INPUT:
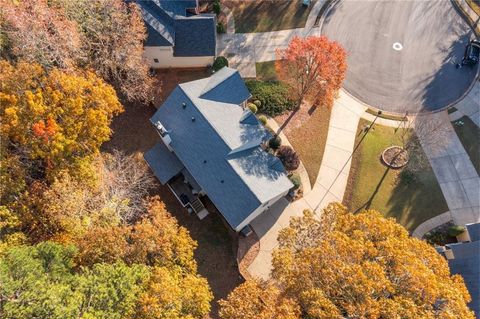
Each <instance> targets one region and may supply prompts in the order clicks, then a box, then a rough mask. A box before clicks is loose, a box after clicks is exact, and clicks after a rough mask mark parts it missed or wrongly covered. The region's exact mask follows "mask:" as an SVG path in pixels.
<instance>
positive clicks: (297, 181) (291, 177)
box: [288, 173, 302, 190]
mask: <svg viewBox="0 0 480 319" xmlns="http://www.w3.org/2000/svg"><path fill="white" fill-rule="evenodd" d="M288 178H289V179H290V181H291V182H292V184H293V189H294V190H297V189H299V188H300V186H302V180H301V178H300V175H298V174H296V173H293V174H290V175H289V176H288Z"/></svg>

WHAT TO WORK ON: Return each line of the material above in which the string "instance" appears.

WRITTEN SOLUTION:
Each <instance> targets one region and may supply prompts in the order clicks, then a box, then a rough mask. A box before clicks is loose, a box after clicks is exact, and clicks after a rough mask mark parts it missed or wrongly covered. The region's exact mask follows "mask:" as an SVG path in pixels.
<instance>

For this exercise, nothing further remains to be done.